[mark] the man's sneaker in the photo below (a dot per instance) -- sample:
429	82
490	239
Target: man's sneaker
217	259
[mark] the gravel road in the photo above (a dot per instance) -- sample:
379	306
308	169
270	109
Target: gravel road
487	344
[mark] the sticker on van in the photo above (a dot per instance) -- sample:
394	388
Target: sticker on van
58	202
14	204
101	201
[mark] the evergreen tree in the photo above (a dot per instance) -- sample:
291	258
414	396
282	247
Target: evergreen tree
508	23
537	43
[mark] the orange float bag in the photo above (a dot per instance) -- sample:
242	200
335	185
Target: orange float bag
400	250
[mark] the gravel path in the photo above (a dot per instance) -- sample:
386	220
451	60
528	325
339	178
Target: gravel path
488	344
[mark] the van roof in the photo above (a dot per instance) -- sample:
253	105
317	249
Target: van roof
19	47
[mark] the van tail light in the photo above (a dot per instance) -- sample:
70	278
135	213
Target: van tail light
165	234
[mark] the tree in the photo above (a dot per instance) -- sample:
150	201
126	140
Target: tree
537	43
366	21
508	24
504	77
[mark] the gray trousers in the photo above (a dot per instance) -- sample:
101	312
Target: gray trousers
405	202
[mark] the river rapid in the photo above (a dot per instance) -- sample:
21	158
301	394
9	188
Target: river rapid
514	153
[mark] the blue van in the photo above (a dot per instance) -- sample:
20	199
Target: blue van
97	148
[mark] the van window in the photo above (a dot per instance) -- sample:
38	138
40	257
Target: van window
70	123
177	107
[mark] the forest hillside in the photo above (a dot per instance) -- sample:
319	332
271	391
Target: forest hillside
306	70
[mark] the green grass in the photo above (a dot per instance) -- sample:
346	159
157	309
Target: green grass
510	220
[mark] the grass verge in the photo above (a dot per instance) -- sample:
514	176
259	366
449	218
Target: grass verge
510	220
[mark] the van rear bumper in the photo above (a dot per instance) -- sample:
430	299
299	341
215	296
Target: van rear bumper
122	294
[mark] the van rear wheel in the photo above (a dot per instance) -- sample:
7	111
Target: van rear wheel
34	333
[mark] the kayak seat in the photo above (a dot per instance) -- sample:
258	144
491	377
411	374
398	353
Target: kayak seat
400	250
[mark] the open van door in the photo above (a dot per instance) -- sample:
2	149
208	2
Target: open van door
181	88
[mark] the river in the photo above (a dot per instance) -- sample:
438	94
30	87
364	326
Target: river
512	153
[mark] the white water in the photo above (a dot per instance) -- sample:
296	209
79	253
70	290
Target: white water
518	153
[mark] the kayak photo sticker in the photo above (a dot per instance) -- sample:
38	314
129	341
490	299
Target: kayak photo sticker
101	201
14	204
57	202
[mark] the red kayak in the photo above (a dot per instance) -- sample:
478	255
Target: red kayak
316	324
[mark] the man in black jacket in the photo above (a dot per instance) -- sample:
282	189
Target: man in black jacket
------------
▶ Given instruction: Render every line of the records above as a Markdown table with the columns Row and Line, numbering each row and omitting blank lines.

▶ Result for this exercise:
| Row | Line |
|---|---|
| 1 | [mark] the man's sneaker in the photo below (a dot per instance) -- sample: |
| 2 | 429	82 |
| 3 | 490	239 |
| 4 | Target: man's sneaker |
| 5 | 217	259 |
| 6 | [mark] the gravel road in the photo above (a dot per instance) -- sample: |
| 7 | 379	306 |
| 8 | 308	169 |
| 9 | 270	109 |
| 10 | Target: gravel road |
| 11 | 487	344 |
| 12 | [mark] the sticker on van in the photo above (a dot per instance) -- sample: |
| 13 | 394	388 |
| 14 | Target: sticker on van |
| 15 | 58	202 |
| 16 | 14	204 |
| 17 | 101	201 |
| 18 | [mark] the evergreen tree in the photo above (a dot per instance) -- sample: |
| 19 | 291	258 |
| 20 | 414	396 |
| 21 | 282	247 |
| 22 | Target: evergreen tree |
| 23 | 508	23 |
| 24 | 537	43 |
| 25 | [mark] the orange float bag in the photo above (a dot per instance) -- sample: |
| 26 | 242	200 |
| 27 | 335	185 |
| 28 | Target: orange float bag |
| 29 | 400	250 |
| 30 | [mark] the gravel path in the photo above (a dot per instance) -- sample: |
| 31 | 386	220 |
| 32 | 451	60 |
| 33 | 528	325 |
| 34 | 339	178 |
| 35 | Target: gravel path |
| 36 | 488	344 |
| 37 | [mark] the van roof in the photo above (a dot per instance) -- sample: |
| 38 | 253	105 |
| 39 | 317	249 |
| 40 | Target: van roof |
| 41 | 19	47 |
| 42 | [mark] the van tail light in the photo above (a dot per instance) -- sample: |
| 43 | 70	278 |
| 44 | 135	213 |
| 45 | Target: van tail light |
| 46 | 165	234 |
| 47 | [mark] the tree in the photo above (a dot per instance) -- sample: |
| 48 | 150	201 |
| 49 | 126	140 |
| 50 | Target: tree |
| 51 | 537	43 |
| 52 | 366	21 |
| 53 | 508	24 |
| 54 | 504	77 |
| 55 | [mark] the gray trousers in the photo above (a dot per instance) -- sample: |
| 56 | 101	312 |
| 57 | Target: gray trousers |
| 58 | 405	202 |
| 59 | [mark] the river rapid in the photo above (a dot per instance) -- sample: |
| 60 | 21	158 |
| 61 | 301	394 |
| 62 | 9	188 |
| 63 | Target: river rapid |
| 64 | 514	153 |
| 65 | [mark] the blue van in the photo above (a dot per instance) -- sample: |
| 66 | 20	199 |
| 67 | Target: blue van |
| 68 | 97	148 |
| 69 | [mark] the van window in the photo above (a dot per instance) -- sample: |
| 70 | 38	138 |
| 71 | 40	257 |
| 72 | Target: van window |
| 73 | 70	123 |
| 74 | 177	107 |
| 75 | [mark] the forest hillside in the photo above (a dot per instance) -- sample: |
| 76 | 319	332 |
| 77 | 271	391 |
| 78 | Target: forest hillside |
| 79 | 306	70 |
| 80 | [mark] the green grass in the photo above (a dot per instance) -- sample: |
| 81 | 346	159 |
| 82 | 157	309 |
| 83 | Target: green grass |
| 84 | 510	220 |
| 85 | [mark] the grass verge in the photo above (a dot per instance) -- sample: |
| 86 | 514	176 |
| 87 | 259	366 |
| 88 | 449	218 |
| 89 | Target: grass verge |
| 90 | 510	220 |
| 91 | [mark] the van rear bumper in the photo above (a dot per instance) -- sample: |
| 92 | 430	299 |
| 93 | 299	341 |
| 94 | 215	296 |
| 95 | Target: van rear bumper |
| 96 | 122	294 |
| 97 | [mark] the van rear wheel in the photo above (a dot per instance) -- sample: |
| 98 | 7	111 |
| 99 | Target: van rear wheel |
| 100 | 34	333 |
| 101 | [mark] the kayak seat in the photo above (a dot per instance) -- sample: |
| 102 | 258	144 |
| 103 | 491	377 |
| 104 | 411	374 |
| 105 | 398	353 |
| 106 | Target: kayak seat |
| 107 | 400	250 |
| 108 | [mark] the open van door in the photo above (a dot per instance) -- sample: |
| 109 | 2	149 |
| 110 | 208	2 |
| 111 | Target: open van door |
| 112 | 181	88 |
| 113 | [mark] the river in the photo above (a dot per instance) -- sample: |
| 114 | 438	94 |
| 115 | 30	87 |
| 116 | 364	326 |
| 117 | Target: river |
| 118 | 512	153 |
| 119 | [mark] the white water in the photo above (a dot per instance) -- sample: |
| 120 | 296	209 |
| 121 | 79	253 |
| 122 | 70	290 |
| 123 | Target: white water |
| 124 | 518	153 |
| 125 | [mark] the kayak photo sticker in the photo above (a dot per instance) -- sample: |
| 126 | 38	314 |
| 127 | 129	341 |
| 128 | 490	299 |
| 129 | Target: kayak photo sticker |
| 130 | 101	201 |
| 131 | 14	204 |
| 132 | 57	202 |
| 133 | [mark] the red kayak in the photo above (a dot per instance) -- sample: |
| 134 | 478	255 |
| 135 | Target: red kayak |
| 136 | 316	324 |
| 137 | [mark] the man in black jacket in the photo above (a dot per instance) -- sample: |
| 138 | 282	189 |
| 139 | Target: man in black jacket |